§ ARBEITSAUFTRAG: Fasse den Textauszug über Mendoza in zwei Sätzen zusammen.

§ AUSGEWÄHLTER TEXTAUSZUG:
┄┄┄┄┄┄

Hinzu kommt, dass die meisten Städte in Mendoza eher klein sind. Jede:r kennt jede:n, und die meisten Menschen haben Verwandte, die für die Regierung arbeiten, denn es gibt nicht viel Privatwirtschaft. Die Leute sind also entweder Lehrer:innen oder Angestellte im öffentlichen Dienst oder Ärzt:innen in Krankenhäusern, und das nutzt die Regierung, um den Menschen zu drohen: „Wenn dein Bruder für den Staat arbeitet, können wir ihn feuern.“
Eine ermutigende Botschaft
Du hast gesagt, dass du einen Prozess gegen den Bürgermeister gewonnen hast?
Ja, die Klage, die er gegen mich erhoben hatte, hat er verloren, also habe ich das Verfahren gewonnen.
Bedeutet das, es gab manchmal doch so etwas wie ein funktionierendes Rechtssystem?
Nein, denn der Grund waren die Menschen. Der Bürgermeister hatte Angst vor seinen eigenen Leuten, vor den Menschen in der Stadt. Denn nachdem wir das Dokument veröffentlicht hatten, war es sehr offensichtlich, dass er mitschuldig an der Verheimlichung der Daten war.

┄┄┄┄┄┄

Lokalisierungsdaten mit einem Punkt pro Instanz

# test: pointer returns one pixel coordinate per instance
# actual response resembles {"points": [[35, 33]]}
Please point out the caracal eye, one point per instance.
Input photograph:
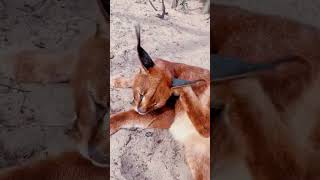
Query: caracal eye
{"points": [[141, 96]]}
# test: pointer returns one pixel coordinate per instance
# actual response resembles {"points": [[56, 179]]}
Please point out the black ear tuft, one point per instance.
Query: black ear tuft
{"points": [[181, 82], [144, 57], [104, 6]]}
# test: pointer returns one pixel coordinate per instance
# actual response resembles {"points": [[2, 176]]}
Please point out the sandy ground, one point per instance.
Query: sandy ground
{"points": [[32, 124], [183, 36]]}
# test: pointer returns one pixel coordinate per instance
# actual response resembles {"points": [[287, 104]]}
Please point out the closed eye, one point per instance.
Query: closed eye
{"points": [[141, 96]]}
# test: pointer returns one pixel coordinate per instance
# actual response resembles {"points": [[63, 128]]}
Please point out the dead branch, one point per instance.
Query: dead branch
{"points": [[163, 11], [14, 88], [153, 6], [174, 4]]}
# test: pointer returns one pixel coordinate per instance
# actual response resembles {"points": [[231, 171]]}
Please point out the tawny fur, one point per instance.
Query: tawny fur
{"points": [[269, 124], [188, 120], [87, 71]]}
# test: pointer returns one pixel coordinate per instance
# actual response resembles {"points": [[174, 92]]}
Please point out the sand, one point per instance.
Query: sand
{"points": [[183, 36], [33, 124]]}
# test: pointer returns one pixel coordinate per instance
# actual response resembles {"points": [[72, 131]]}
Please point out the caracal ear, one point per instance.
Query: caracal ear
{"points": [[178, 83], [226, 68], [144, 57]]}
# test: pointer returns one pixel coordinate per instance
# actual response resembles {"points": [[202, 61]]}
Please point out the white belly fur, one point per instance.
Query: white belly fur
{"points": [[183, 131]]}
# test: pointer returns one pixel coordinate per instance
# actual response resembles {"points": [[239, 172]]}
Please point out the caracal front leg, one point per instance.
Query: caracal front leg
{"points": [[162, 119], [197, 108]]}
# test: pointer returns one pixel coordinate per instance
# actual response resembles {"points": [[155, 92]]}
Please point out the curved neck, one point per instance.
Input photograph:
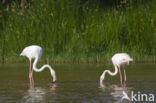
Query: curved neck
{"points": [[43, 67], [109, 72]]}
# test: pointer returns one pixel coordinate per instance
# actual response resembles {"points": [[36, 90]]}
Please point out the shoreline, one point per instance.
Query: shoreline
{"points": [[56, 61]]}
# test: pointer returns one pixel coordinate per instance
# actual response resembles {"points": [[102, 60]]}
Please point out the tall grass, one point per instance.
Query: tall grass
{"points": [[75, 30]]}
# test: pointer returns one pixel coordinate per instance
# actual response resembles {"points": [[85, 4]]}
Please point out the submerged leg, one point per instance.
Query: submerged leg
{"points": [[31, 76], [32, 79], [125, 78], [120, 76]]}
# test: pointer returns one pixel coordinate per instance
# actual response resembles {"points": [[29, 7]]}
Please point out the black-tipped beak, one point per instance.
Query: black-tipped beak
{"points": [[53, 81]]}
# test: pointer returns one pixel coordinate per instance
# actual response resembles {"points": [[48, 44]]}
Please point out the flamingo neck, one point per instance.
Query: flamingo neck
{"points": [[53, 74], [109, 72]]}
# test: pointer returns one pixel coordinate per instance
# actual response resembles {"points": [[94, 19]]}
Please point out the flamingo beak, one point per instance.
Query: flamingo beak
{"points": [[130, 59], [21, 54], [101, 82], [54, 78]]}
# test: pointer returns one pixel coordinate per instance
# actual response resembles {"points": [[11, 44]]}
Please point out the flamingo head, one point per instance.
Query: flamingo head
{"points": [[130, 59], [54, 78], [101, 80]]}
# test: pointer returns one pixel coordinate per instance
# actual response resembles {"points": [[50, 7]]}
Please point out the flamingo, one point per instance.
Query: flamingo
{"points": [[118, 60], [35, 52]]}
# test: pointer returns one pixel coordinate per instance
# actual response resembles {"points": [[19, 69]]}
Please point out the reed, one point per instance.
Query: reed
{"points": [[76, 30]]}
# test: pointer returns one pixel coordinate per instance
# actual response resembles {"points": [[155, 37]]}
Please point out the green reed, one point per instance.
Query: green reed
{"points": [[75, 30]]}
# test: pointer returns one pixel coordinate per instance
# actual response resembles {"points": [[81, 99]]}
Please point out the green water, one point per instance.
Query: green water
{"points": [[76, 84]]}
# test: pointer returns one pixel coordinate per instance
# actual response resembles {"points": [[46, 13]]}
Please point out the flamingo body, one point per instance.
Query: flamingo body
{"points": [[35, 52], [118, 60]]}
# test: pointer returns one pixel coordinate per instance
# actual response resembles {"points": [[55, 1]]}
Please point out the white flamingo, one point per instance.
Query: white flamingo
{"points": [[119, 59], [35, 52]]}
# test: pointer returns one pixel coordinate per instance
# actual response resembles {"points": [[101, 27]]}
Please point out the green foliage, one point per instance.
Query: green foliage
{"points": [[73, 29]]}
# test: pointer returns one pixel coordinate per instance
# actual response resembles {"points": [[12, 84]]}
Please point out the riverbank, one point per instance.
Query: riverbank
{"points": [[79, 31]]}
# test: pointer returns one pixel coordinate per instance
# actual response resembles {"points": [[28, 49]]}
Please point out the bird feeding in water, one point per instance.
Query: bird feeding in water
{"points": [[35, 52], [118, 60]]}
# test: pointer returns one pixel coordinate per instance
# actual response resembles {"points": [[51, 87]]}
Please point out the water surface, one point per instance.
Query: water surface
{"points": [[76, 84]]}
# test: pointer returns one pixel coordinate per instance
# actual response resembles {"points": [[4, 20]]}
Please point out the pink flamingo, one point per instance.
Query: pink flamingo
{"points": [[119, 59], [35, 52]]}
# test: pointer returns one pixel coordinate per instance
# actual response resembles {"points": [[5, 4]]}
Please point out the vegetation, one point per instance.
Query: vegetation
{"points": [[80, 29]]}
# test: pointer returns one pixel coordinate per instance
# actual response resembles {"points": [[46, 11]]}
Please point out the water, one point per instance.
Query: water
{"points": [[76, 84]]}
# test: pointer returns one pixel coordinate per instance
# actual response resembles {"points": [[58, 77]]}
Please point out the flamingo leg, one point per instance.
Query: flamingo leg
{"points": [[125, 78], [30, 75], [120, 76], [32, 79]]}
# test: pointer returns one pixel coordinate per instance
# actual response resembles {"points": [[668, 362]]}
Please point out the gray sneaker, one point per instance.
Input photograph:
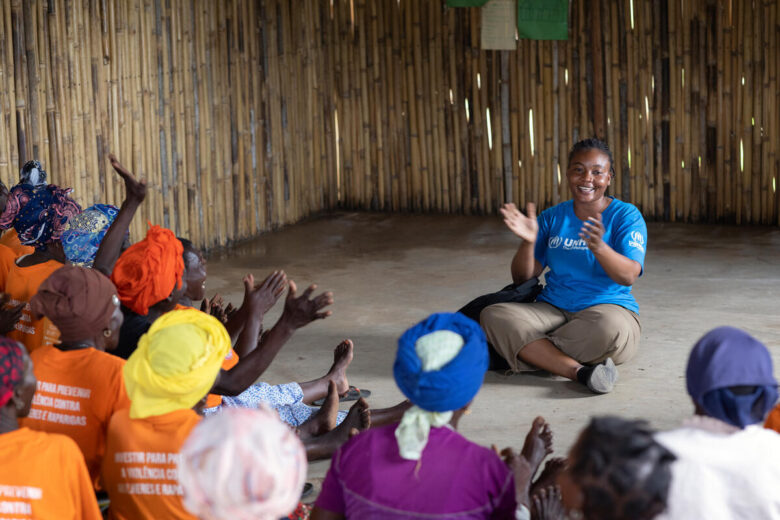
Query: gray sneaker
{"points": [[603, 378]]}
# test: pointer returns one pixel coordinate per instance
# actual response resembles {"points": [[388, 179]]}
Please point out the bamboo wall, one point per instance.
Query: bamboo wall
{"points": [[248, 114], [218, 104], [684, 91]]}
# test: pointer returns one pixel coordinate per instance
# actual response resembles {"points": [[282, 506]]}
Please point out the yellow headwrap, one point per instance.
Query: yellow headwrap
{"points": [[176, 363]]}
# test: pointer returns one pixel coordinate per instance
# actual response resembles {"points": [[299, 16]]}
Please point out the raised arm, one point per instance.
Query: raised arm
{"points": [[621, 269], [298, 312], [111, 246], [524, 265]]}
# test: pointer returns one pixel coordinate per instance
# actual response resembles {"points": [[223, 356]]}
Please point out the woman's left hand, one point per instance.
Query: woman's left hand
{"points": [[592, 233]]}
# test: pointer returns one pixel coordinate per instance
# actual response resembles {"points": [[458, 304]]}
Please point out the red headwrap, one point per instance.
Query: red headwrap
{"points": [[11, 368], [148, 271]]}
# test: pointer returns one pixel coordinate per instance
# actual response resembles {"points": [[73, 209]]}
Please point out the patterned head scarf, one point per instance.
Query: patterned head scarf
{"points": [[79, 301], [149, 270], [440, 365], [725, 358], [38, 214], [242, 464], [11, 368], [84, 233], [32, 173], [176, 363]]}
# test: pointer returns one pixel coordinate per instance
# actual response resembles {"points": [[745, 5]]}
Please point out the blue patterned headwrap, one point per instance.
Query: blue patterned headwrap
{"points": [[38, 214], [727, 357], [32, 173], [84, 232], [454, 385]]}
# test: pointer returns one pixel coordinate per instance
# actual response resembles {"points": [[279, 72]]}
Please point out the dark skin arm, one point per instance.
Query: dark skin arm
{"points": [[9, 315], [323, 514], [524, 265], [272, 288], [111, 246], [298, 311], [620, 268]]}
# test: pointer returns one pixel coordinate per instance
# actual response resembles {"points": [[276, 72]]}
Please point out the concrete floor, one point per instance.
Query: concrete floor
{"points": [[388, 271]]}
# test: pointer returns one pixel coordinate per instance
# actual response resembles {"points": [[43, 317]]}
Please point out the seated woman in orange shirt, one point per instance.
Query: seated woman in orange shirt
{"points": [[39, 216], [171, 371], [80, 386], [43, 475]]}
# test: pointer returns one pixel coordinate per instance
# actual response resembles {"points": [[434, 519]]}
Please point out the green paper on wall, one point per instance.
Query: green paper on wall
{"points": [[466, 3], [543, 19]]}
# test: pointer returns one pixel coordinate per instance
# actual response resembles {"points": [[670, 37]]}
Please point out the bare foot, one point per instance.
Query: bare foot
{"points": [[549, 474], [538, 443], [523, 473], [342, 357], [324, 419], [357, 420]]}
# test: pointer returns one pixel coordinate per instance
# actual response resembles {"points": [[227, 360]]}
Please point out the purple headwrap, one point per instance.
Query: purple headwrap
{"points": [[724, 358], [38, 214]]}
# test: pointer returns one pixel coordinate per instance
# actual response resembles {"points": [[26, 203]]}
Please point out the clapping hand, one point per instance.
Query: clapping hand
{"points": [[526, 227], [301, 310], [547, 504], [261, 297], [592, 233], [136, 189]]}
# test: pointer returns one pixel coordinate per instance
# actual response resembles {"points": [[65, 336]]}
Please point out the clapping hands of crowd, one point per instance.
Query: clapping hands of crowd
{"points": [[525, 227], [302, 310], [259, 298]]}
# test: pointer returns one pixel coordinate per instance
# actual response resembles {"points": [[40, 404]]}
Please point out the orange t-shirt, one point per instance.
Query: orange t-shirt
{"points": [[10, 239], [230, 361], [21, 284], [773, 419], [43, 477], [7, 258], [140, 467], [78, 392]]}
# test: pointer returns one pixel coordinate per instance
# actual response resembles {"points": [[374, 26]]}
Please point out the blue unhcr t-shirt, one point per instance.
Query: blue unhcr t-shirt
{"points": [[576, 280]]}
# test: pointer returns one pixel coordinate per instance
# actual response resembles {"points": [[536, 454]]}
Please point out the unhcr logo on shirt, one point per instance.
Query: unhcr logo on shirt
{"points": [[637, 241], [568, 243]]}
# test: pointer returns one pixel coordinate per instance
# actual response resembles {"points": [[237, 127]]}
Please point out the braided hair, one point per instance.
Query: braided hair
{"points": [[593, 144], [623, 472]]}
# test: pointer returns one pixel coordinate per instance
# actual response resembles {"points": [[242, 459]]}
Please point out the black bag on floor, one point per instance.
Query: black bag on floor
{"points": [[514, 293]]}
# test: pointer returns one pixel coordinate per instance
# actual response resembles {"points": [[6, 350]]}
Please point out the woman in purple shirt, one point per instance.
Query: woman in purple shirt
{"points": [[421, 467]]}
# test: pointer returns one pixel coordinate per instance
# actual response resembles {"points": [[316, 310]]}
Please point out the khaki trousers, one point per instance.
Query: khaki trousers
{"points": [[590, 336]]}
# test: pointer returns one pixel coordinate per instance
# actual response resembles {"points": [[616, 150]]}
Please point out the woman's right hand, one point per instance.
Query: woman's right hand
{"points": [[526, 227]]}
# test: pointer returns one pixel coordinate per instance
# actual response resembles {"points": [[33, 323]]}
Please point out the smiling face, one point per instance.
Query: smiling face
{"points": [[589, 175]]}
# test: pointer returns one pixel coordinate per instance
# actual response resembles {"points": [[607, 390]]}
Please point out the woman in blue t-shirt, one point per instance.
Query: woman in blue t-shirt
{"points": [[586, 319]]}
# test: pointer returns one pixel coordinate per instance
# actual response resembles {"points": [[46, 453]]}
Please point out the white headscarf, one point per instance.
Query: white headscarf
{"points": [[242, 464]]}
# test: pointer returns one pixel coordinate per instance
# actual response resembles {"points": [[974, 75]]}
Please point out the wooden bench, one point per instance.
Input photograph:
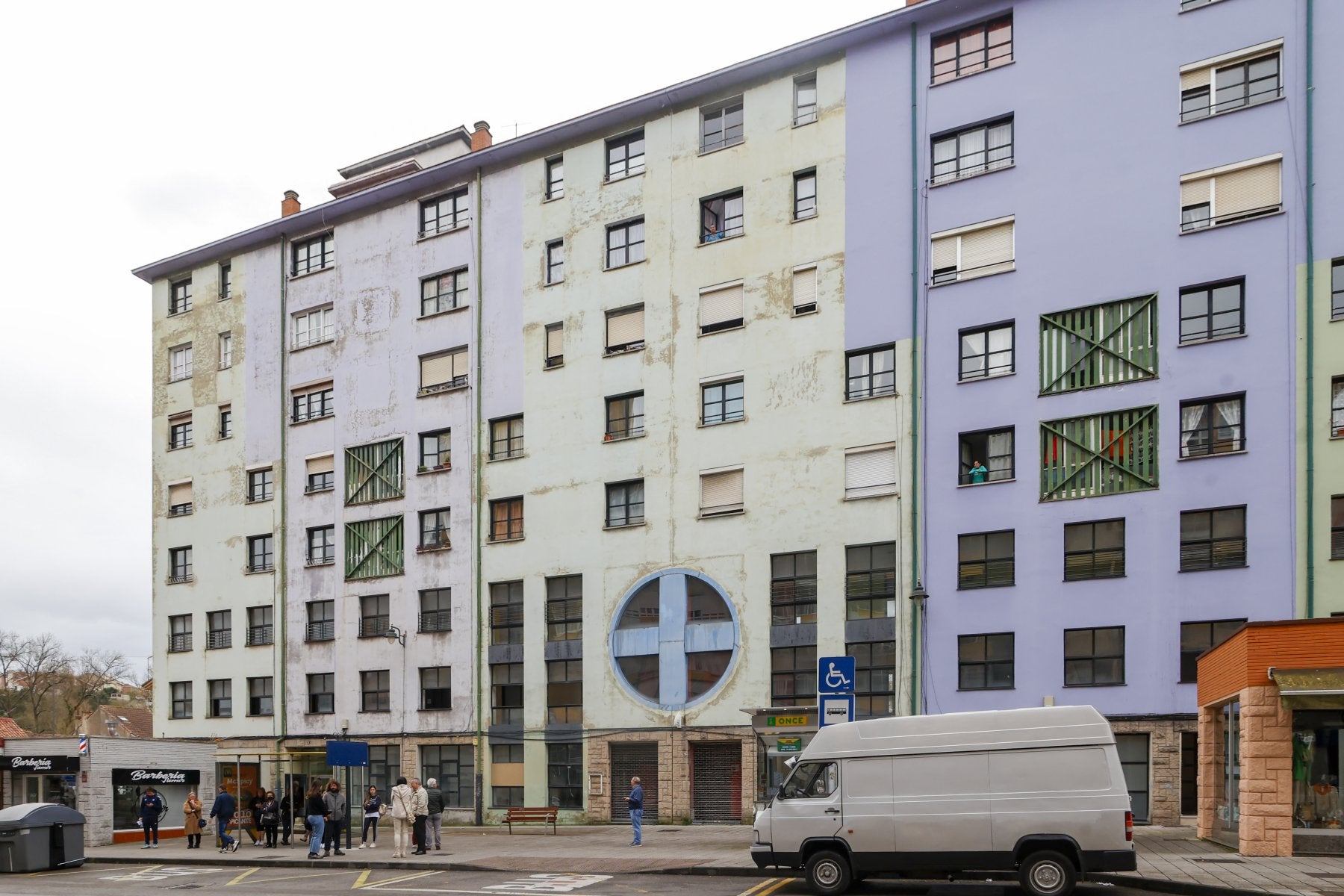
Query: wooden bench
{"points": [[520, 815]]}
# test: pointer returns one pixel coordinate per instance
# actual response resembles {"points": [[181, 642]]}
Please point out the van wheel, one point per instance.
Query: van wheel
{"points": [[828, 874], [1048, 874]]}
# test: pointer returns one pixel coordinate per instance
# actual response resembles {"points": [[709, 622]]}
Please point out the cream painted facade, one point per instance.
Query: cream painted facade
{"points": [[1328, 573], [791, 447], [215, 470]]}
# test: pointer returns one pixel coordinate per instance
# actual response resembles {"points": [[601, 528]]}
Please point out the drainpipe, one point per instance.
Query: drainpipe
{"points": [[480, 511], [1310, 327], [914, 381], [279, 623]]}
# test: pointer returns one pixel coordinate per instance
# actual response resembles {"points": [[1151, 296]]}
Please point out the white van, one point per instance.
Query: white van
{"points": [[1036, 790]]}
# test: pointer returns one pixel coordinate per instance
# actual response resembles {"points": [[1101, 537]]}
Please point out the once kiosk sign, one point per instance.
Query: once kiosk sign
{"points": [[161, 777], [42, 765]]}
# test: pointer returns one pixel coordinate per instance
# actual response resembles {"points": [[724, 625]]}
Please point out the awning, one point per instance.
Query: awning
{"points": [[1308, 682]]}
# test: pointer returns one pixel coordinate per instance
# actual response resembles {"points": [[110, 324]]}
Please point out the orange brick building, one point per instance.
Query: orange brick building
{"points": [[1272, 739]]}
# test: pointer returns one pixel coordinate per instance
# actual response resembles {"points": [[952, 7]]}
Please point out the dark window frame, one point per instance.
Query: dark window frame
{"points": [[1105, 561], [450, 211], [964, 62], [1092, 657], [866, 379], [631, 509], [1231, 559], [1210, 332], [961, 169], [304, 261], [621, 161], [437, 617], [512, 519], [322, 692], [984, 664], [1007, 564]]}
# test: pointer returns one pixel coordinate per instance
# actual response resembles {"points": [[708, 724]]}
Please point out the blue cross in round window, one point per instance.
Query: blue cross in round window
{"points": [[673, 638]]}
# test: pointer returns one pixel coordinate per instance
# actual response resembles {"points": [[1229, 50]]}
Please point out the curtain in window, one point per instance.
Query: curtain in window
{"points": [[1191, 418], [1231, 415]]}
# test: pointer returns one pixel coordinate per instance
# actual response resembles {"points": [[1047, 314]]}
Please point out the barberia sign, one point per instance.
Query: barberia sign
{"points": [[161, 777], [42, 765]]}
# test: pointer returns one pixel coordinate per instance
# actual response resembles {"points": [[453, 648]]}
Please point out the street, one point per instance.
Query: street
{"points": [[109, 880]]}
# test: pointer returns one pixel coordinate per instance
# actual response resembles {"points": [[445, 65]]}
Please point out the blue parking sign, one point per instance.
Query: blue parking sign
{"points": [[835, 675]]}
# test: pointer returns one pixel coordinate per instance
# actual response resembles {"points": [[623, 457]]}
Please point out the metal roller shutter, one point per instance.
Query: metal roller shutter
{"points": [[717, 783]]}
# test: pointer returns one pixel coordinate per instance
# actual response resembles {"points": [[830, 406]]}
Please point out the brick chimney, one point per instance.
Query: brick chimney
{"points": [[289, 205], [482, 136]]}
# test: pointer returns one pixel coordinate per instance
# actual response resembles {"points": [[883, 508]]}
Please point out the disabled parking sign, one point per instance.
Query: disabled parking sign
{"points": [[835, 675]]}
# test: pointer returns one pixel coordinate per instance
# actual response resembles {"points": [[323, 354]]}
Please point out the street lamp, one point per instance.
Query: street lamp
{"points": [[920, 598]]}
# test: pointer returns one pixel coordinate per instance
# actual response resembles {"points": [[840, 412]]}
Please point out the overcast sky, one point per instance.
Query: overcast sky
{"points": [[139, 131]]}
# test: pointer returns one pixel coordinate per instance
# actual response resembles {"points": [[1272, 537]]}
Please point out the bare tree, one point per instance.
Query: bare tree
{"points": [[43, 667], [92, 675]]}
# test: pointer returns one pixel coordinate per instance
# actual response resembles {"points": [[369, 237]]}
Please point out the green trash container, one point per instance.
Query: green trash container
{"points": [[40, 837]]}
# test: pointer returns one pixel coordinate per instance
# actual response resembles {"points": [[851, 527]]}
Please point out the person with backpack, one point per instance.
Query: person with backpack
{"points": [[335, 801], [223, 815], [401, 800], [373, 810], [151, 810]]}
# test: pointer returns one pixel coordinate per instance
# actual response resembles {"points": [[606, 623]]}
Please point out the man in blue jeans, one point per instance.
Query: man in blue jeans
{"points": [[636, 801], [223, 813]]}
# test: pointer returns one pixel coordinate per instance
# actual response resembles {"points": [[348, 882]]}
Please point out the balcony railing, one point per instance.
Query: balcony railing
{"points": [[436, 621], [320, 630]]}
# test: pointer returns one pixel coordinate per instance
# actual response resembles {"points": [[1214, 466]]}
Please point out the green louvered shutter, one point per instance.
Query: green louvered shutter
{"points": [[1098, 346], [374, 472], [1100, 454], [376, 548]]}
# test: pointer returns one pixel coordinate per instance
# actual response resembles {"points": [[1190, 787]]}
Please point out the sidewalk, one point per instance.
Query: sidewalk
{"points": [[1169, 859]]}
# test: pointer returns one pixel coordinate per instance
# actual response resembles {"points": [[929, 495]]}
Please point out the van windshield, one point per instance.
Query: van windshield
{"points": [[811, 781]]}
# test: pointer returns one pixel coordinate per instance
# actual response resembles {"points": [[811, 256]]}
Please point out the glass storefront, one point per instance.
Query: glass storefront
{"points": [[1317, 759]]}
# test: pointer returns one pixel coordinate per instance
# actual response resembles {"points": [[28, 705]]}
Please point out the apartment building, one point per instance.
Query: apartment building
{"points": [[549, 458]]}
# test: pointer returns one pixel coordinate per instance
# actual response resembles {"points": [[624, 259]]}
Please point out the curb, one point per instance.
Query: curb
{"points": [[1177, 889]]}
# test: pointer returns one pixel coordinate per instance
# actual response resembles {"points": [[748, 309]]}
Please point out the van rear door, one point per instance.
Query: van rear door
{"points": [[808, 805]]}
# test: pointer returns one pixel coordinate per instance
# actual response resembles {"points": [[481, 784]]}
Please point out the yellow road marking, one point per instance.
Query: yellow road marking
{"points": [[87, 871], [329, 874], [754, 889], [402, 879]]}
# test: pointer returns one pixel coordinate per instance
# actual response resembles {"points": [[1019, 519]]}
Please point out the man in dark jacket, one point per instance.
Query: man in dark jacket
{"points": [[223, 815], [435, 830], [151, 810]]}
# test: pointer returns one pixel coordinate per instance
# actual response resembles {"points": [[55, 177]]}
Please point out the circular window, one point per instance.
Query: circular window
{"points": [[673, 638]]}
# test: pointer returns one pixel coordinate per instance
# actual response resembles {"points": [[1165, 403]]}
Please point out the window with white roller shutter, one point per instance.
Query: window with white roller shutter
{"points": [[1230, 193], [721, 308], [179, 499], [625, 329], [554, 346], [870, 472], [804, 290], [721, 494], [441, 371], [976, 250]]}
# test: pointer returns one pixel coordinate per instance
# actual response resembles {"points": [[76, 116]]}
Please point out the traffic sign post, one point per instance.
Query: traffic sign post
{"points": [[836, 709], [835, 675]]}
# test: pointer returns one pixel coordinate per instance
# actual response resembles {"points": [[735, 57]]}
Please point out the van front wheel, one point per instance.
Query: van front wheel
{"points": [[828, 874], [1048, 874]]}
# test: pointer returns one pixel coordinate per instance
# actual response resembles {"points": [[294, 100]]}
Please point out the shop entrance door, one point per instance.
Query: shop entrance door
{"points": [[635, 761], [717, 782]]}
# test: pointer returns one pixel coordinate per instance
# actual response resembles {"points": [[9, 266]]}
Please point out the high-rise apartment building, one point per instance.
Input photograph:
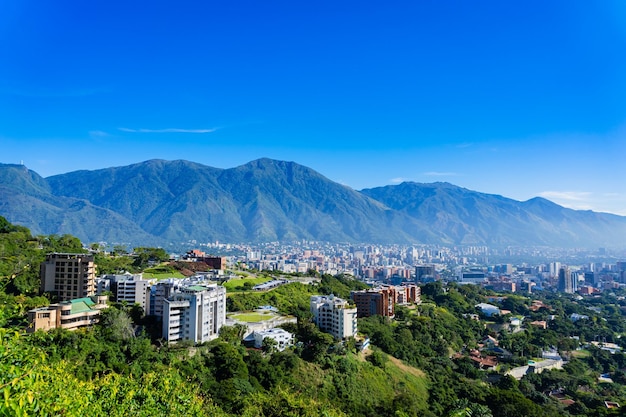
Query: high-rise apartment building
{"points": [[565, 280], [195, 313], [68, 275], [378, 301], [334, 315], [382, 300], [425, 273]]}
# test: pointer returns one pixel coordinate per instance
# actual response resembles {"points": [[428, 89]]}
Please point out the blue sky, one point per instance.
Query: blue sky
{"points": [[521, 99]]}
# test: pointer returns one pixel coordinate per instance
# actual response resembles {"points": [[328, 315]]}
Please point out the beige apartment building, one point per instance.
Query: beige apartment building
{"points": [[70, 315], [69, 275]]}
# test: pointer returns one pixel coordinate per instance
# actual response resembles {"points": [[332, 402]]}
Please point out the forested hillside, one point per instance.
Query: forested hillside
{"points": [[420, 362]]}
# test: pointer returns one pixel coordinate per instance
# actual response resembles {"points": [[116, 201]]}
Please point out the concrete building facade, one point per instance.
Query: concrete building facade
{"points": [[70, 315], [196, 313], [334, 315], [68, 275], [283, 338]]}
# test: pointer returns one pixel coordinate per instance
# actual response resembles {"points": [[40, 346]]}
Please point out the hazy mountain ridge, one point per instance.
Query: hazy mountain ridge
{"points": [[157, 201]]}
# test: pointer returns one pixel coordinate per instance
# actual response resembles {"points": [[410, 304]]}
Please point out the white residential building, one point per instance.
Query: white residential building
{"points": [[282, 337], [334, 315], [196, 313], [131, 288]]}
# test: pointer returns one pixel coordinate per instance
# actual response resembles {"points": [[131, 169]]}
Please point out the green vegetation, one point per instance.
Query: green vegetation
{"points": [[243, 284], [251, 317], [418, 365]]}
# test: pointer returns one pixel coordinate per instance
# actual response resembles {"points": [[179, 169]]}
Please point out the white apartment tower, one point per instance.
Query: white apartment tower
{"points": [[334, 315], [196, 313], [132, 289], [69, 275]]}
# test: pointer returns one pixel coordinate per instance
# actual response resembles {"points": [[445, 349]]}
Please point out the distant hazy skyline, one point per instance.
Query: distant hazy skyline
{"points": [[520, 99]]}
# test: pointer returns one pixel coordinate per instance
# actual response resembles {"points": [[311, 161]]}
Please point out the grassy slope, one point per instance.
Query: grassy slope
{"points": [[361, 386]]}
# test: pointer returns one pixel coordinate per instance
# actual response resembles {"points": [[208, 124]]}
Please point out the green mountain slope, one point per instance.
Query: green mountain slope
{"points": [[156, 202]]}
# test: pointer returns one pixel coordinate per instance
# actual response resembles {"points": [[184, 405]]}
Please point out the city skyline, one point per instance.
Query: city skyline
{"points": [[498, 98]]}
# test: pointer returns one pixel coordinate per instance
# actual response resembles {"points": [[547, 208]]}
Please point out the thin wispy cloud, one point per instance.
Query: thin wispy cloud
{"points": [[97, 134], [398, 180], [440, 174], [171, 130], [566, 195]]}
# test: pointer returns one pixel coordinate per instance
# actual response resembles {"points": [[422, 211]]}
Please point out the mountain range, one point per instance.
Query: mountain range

┄┄┄┄┄┄

§ SCHRIFTLICHE LÖSUNG: In den meist kleinen Städten Mendozas gibt es wenig Privatwirtschaft, daher haben viele Menschen Verwandte im Staatsdienst, und die Regierung nutzt das, um mit Entlassungen zu drohen. Der Bürgermeister verlor seine Klage nicht wegen eines funktionierenden Rechtssystems, sondern weil er Angst vor den Menschen in der Stadt hatte, nachdem das veröffentlichte Dokument seine Mitschuld an der Verheimlichung der Daten offensichtlich gemacht hatte.